*** Given data Section Begins ***
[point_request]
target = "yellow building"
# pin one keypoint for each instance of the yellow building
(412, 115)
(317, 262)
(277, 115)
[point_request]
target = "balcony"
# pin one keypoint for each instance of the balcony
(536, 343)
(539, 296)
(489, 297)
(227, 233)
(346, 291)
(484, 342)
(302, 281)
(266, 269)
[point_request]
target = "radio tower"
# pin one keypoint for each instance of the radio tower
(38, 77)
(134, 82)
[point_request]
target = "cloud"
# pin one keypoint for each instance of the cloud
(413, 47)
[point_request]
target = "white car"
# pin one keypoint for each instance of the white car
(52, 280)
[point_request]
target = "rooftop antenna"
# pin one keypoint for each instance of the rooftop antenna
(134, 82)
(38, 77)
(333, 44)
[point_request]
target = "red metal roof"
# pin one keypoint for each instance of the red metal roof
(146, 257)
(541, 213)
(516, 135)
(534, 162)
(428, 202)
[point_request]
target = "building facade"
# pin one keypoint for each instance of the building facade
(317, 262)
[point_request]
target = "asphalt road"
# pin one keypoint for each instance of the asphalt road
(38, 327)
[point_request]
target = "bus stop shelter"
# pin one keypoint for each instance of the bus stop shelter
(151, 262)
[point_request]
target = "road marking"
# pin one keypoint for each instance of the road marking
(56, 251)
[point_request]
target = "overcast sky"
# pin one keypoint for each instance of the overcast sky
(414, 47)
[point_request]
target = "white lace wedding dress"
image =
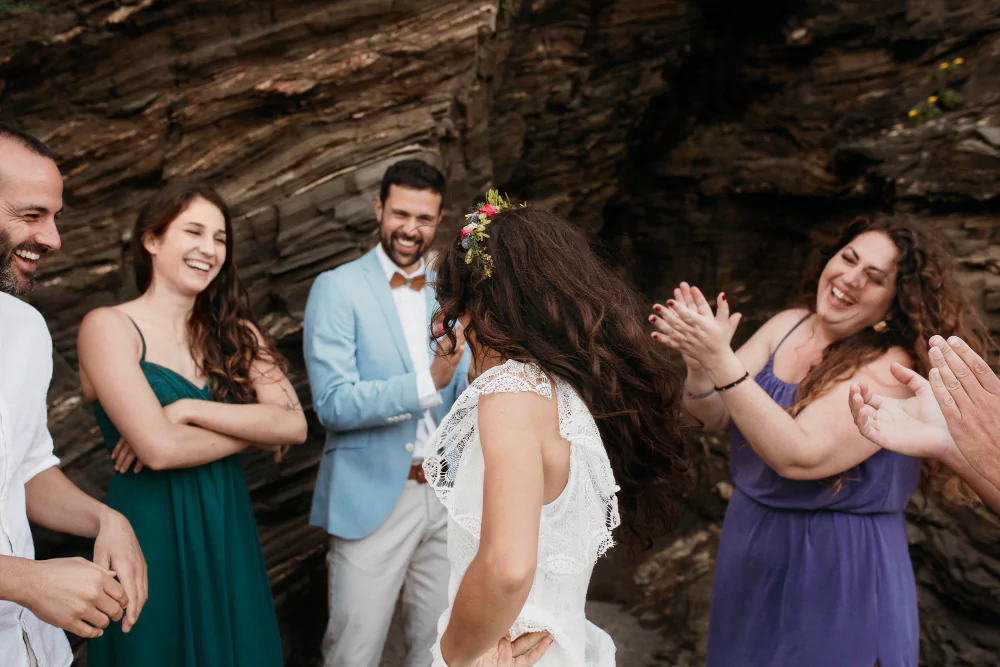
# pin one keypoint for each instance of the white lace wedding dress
(575, 528)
*** Given data Section Ends ***
→ **Problem requirements**: Please write the data out again exactly, but do not carry over the pictures.

→ **Reply**:
[point_request]
target = "yellow building"
# pin one keypoint for each instance of the yellow building
(412, 115)
(317, 262)
(277, 115)
[point_request]
target = "balcony"
# pin one keypoint for each instance of the balcony
(536, 343)
(539, 296)
(489, 297)
(227, 233)
(346, 291)
(484, 342)
(302, 281)
(266, 269)
[point_request]
target = "radio tower"
# pin one keypoint for each instance of the radio tower
(38, 77)
(134, 82)
[point_request]
target = "cloud"
# pin one keypoint for each instance of the cloud
(413, 47)
[point_request]
target = "white car"
# pin one keypoint for each instance of the white car
(52, 280)
[point_request]
target = "rooftop antenna"
# pin one keypoint for each instance of the rooftop antenna
(134, 82)
(38, 77)
(333, 44)
[point_request]
target = "red metal roof"
# pin one keypoint for each instance of the red metal roof
(146, 257)
(541, 213)
(516, 135)
(534, 162)
(428, 202)
[point_request]
target = "building facade"
# pin one keypoint for each instance of the building facade
(317, 262)
[point_request]
target = "asphalt road"
# pin one keypoint for each instance of the asphalt road
(38, 327)
[point_request]
target = "bus stop shelter"
# pin one keypoint for each instance of the bus stop shelter
(151, 262)
[point_request]
target = "road marking"
# pin one keypoint for each instance of the road marking
(56, 251)
[point_request]
target = "overcast sky"
# pin one keypoint for each instance of the overcast sky
(414, 47)
[point_request]
target = "white lace wedding dress"
image =
# pin one keypoint for each instance of the white lace wedding dress
(575, 528)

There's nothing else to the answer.